Sell in may and go away : vérifions le dicton

28 avril, 2021

En bourse, il existe de nombreux dictons pour guider les investisseurs dans leur quête de plus-values et de dividendes. Ces dictons font appel au bon sens : ne pas acheter un couteau qui tombe, il faut acheter au son du canon et vendre au son du clairon, etc. Mais quand les beaux jours reviennent, la presse spécialisée nous sort un bon vieux marronnier : Sell in May and Go Away. En bon français, on pourrait traduire ce dicton par : vends en mai et disparais (des marchés).

Ce "conseil" boursier se base sur des statistiques puisqu'en moyenne, les marchés montent plus de Novembre à Avril, que de Mai à Octobre. Mais est-ce une bonne stratégie à appliquer systématiquement en bourse ? Dans cet article, nous allons faire quelques analyses statistiques et backtests (grâce à notre ami Python) pour débunker ce célèbre adage boursier.

La performance mensuelle historique du S&P 500

Tout d'abord, focalisons-nous sur la performance moyenne du S&P 500, par mois, de 1927 à aujourd'hui (2021). Premier constat, en moyenne, la performance du mois de Septembre est négative (-1.03%). Les mois de février et de mai sont également légèrement négatifs.

Performance mensuelle moyenne du S&P 500

Les meilleurs mois de l'année sont Juillet (+1,59%), Avril (+1.45%), Décembre (+1.33%) et Janvier (+1.21%) : le fameux rallye de fin d'année attendu par tous les investisseurs.

Performance semestrielle du S&P 500

Si on agrège les données par période, on peut constater que la performance de Novembre à Avril (+5.27%) est nettement supérieure à la performance réalisée entre Mai et Octobre (2.16%).

Les statistiques ne mentent pas, il est préférable d'être investi en bourse de Novembre à Avril. Mais peut-on en tirer une stratégie de trading pour battre l'indice, tout en réduisant le draw down ?

Appliquer le dicton à la lettre ?

Pour vérifier s'il est profitable de Sell in May and Go Away, faisons appel à notre ami Python. Nous allons tester plusieurs scénarios :

  • Benchmark (ligne bleue) : simple position Buy and Hold sur le S&P 500
  • Long Only (ligne verte) : acheteur de Novembre à Avril sur le S&P 500, cash les autres mois
  • Buy & Sell (ligne orange) : acheteur de Novembre à Avril et vendeur (à découvert) les autres mois sur le S&P 500
Application du dicton Sell in May and Go Away (1927-2021)

Tout d'abord, le scénario Buy & Sell est à exclure. La performance annuelle est ridiculement faible (0.91%) couplée avec un long et important draw down. Il aurait été préférable de mettre vos petits sous sur un livret A que d'appliquer cette stratégie.

Maintenant, analysons la performance Long Only (de Novembre à Avril) avec notre Benchmark. Sans surprise, la performance annuelle du dicton est inférieure de 156 points de base au benchmark. Mais la perte maximale est également inférieure à une simple stratégie Buy and Hold.

Cependant notre analyse est polluée par le krach boursier de 1929 (notamment sur l'analyse du draw down). Alors je vous propose de grimper dans ma DeLorean DMC-12, accélérons jusqu'à 88 miles à l'heure pour nous téléporter directement dans les années 50 !

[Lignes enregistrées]
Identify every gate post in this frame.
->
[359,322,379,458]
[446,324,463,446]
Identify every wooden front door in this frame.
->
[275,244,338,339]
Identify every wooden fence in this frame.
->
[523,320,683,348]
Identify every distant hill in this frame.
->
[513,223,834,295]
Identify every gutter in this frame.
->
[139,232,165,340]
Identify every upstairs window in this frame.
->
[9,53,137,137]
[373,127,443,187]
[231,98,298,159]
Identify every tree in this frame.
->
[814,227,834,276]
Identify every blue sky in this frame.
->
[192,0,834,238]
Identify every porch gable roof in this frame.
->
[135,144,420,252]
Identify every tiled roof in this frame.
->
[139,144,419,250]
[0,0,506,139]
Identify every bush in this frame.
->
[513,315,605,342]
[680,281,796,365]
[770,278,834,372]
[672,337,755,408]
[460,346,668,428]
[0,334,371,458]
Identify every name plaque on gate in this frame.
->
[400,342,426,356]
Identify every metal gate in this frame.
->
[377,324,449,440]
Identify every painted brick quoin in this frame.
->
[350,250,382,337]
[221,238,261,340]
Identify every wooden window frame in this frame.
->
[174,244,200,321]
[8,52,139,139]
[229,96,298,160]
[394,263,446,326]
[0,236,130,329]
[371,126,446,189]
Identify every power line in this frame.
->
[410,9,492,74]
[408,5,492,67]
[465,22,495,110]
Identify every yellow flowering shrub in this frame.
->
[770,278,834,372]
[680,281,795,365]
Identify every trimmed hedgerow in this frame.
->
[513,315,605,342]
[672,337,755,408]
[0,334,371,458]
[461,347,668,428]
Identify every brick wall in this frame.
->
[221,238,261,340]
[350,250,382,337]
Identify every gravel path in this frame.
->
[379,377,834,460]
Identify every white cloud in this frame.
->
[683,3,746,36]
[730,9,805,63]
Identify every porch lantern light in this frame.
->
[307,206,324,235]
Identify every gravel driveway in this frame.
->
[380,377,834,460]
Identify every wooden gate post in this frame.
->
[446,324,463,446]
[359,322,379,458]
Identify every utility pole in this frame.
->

▸ **Objectif de la tâche**:
Renvoyez sans rien y changer le passage de l'article sur le dicton boursier qui commence à « Performance mensuelle moyenne » et se termine à « et Octobre (2.16%). ».

▸ **Solution détaillée**:
Performance mensuelle moyenne du S&P 500

Les meilleurs mois de l'année sont Juillet (+1,59%), Avril (+1.45%), Décembre (+1.33%) et Janvier (+1.21%) : le fameux rallye de fin d'année attendu par tous les investisseurs.

Performance semestrielle du S&P 500

Si on agrège les données par période, on peut constater que la performance de Novembre à Avril (+5.27%) est nettement supérieure à la performance réalisée entre Mai et Octobre (2.16%).